WORK TASK
Comb through the entries for "vaulted" and pull out each line that holds it.

[Stored data entries]
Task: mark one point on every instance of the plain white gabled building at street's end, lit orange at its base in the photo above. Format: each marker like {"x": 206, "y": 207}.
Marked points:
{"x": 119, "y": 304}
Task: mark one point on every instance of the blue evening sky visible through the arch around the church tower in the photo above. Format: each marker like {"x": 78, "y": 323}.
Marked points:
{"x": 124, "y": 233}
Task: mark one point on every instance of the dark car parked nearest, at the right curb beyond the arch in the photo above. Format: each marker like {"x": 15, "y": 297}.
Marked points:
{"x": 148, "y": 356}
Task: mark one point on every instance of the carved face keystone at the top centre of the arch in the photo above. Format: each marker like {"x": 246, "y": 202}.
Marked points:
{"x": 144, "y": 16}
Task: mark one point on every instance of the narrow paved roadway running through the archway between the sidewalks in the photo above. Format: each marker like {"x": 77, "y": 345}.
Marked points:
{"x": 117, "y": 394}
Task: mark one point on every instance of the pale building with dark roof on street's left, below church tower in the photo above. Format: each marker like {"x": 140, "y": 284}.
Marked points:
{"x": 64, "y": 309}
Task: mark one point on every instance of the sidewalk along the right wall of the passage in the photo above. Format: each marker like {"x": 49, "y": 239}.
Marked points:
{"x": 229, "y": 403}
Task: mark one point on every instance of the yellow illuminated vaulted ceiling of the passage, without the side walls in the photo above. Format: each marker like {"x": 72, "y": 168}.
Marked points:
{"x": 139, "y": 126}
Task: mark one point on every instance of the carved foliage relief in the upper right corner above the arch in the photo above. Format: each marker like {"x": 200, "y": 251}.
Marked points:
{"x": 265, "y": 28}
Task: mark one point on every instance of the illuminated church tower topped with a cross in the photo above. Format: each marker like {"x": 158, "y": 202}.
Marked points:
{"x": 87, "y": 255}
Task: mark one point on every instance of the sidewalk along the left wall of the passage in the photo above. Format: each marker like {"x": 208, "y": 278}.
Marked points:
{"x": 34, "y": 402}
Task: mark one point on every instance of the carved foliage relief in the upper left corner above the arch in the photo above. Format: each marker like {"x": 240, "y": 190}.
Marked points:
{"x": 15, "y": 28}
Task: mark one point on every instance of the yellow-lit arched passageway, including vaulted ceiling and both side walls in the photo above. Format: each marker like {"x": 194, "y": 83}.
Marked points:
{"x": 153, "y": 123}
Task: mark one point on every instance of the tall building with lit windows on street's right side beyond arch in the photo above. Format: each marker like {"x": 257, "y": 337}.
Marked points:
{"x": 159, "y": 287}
...
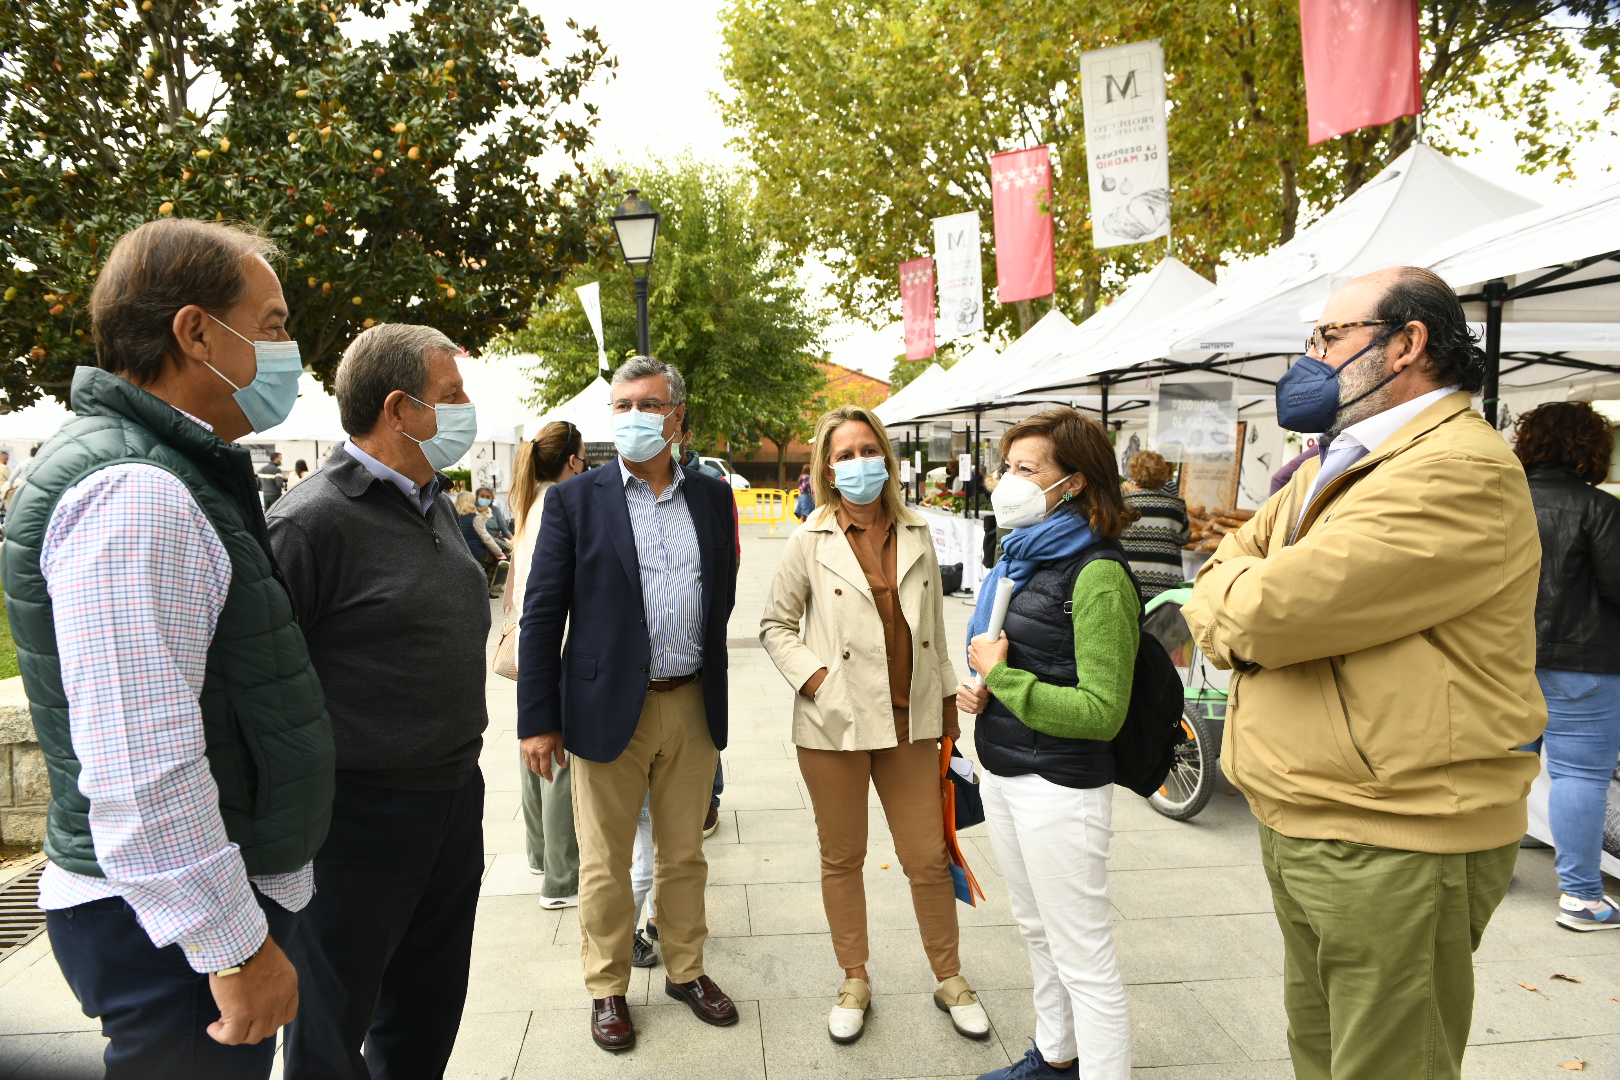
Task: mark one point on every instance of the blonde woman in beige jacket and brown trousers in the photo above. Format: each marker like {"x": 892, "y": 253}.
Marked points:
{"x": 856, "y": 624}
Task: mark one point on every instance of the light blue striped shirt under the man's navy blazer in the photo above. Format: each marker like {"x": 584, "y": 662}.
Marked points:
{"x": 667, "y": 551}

SOLUTION
Task: mark one point on every instance of the yellow illuminated vaulted ceiling of the passage, without the side walls in the photo above. Format: each marker like {"x": 72, "y": 168}.
Task: mark one point on every instance of the yellow-lit arched passageway, including vaulted ceiling and both side walls in the photo above. Format: each marker like {"x": 194, "y": 83}.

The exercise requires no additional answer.